# Task inputs:
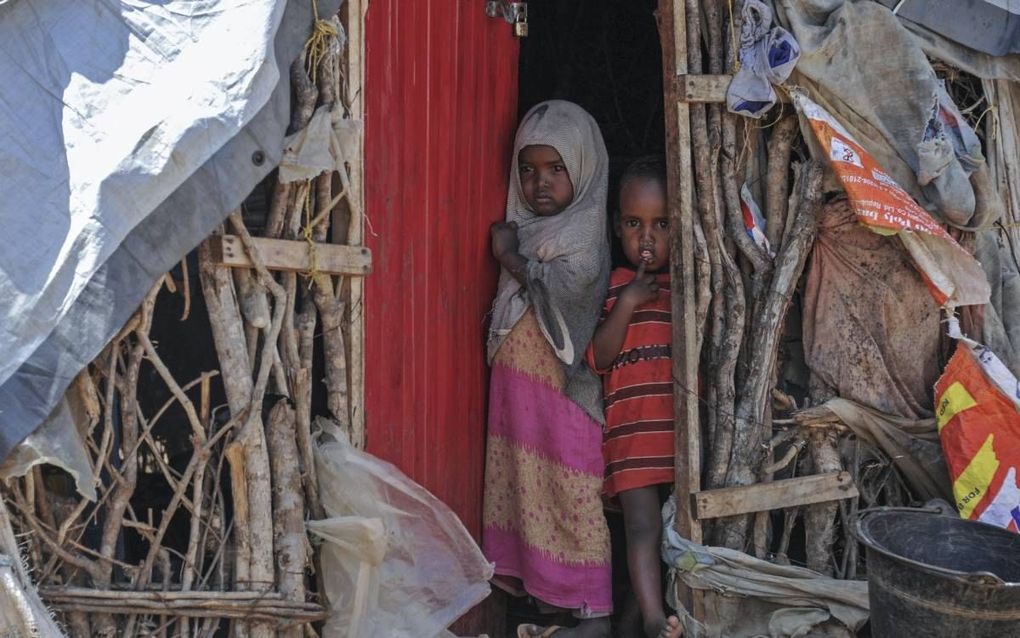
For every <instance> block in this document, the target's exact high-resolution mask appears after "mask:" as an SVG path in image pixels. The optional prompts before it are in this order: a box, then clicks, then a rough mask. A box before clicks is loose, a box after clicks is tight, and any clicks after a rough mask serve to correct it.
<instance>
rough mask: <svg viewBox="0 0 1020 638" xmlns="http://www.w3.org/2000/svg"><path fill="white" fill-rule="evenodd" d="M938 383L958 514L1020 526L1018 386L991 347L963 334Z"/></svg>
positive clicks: (1016, 530) (938, 411)
mask: <svg viewBox="0 0 1020 638" xmlns="http://www.w3.org/2000/svg"><path fill="white" fill-rule="evenodd" d="M950 334H951V336H954V337H957V338H958V339H959V346H958V347H957V351H956V354H954V355H953V358H951V359H950V363H949V365H947V366H946V372H943V373H942V376H941V378H940V379H939V380H938V382H937V383H936V384H935V416H936V419H937V422H938V438H939V440H940V441H941V443H942V452H943V453H945V455H946V463H947V465H948V467H949V470H950V479H951V480H952V481H953V494H954V496H955V497H956V501H957V502H956V504H957V509H958V510H959V511H960V517H961V518H964V519H969V520H971V521H980V522H982V523H987V524H990V525H994V526H996V527H1001V528H1005V529H1008V530H1012V531H1014V532H1017V531H1018V530H1020V486H1018V485H1017V469H1018V468H1020V387H1018V385H1017V380H1016V378H1015V377H1014V376H1013V374H1012V373H1010V371H1009V370H1008V369H1007V367H1006V366H1005V365H1004V364H1003V362H1002V361H1001V360H1000V359H999V357H997V356H996V355H994V353H993V352H992V351H991V350H989V349H988V348H986V347H984V346H982V345H980V344H978V343H976V342H974V341H971V340H970V339H966V338H964V337H963V336H962V335H960V334H959V328H958V327H957V325H956V323H955V320H953V322H952V323H951V330H950Z"/></svg>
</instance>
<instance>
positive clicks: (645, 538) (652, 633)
mask: <svg viewBox="0 0 1020 638" xmlns="http://www.w3.org/2000/svg"><path fill="white" fill-rule="evenodd" d="M619 497H620V503H621V504H622V505H623V526H624V529H625V530H626V538H627V572H628V573H629V574H630V586H631V587H632V588H633V591H634V596H635V597H636V598H637V606H639V607H640V608H641V616H642V624H643V626H644V628H645V635H646V636H647V638H659V637H660V636H664V637H669V638H671V637H672V636H678V635H679V633H677V632H678V631H679V630H678V628H673V627H670V626H669V625H667V622H666V612H665V609H664V608H663V604H662V567H661V566H662V561H661V559H660V558H659V543H660V540H661V538H662V514H661V504H660V502H659V488H658V487H657V486H654V485H653V486H649V487H641V488H635V489H632V490H625V491H623V492H620V495H619ZM674 629H675V631H673V630H674ZM664 630H665V633H664Z"/></svg>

# Task brief:
Reproduce all of the records above word for word, leaving out the pictures.

# Solution for this problem:
For every <instance> block in this document, the target's exact high-resolution mask appears after "mask:" as an SVG path in image pixels. The optional prompts before it are in this order: a box, then clicks, then a rough mask. A box before clicks is loose, a box after clicks is tight, and any clicks after a rough mask serve to correct it.
<instance>
rough mask: <svg viewBox="0 0 1020 638" xmlns="http://www.w3.org/2000/svg"><path fill="white" fill-rule="evenodd" d="M938 383L958 514L1020 526L1018 386L991 347L963 334Z"/></svg>
positive clicks: (1016, 530) (938, 411)
mask: <svg viewBox="0 0 1020 638" xmlns="http://www.w3.org/2000/svg"><path fill="white" fill-rule="evenodd" d="M950 334H951V336H954V337H957V338H958V339H959V346H958V347H957V351H956V354H954V355H953V358H951V359H950V363H949V365H947V366H946V372H943V373H942V376H941V378H940V379H939V380H938V382H937V383H936V384H935V416H936V419H937V422H938V438H939V440H940V441H941V443H942V452H943V453H945V455H946V463H947V465H948V467H949V470H950V479H951V480H952V481H953V494H954V496H955V497H956V501H957V502H956V504H957V509H958V510H959V511H960V517H961V518H964V519H969V520H971V521H980V522H982V523H987V524H990V525H994V526H996V527H1001V528H1005V529H1008V530H1012V531H1014V532H1017V531H1018V530H1020V486H1018V485H1017V469H1018V468H1020V387H1018V385H1017V380H1016V378H1015V377H1014V376H1013V374H1012V373H1010V371H1009V370H1008V369H1007V367H1006V366H1005V365H1004V364H1003V362H1002V361H1001V360H1000V359H999V357H997V356H996V355H994V353H993V352H992V351H991V350H989V349H988V348H986V347H984V346H982V345H980V344H978V343H976V342H974V341H971V340H970V339H966V338H964V337H963V336H962V335H960V334H959V328H958V327H957V325H956V323H955V320H953V322H952V323H951V330H950Z"/></svg>
</instance>
<instance>
positive clicks: (645, 538) (652, 633)
mask: <svg viewBox="0 0 1020 638" xmlns="http://www.w3.org/2000/svg"><path fill="white" fill-rule="evenodd" d="M619 497H620V503H621V504H622V505H623V526H624V529H625V530H626V538H627V572H628V573H629V574H630V586H631V587H632V588H633V591H634V596H635V597H636V598H637V606H639V607H640V608H641V616H642V624H643V626H644V628H645V635H646V636H647V638H659V637H660V636H664V637H669V638H671V637H672V636H678V635H679V633H677V632H678V631H679V630H678V628H673V627H670V626H669V625H667V622H666V612H665V609H664V608H663V604H662V567H661V566H662V561H661V559H660V558H659V543H660V540H661V538H662V514H661V504H660V502H659V488H658V487H657V486H654V485H653V486H649V487H641V488H635V489H632V490H625V491H623V492H620V495H619ZM674 629H675V631H673V630H674ZM664 630H665V633H664Z"/></svg>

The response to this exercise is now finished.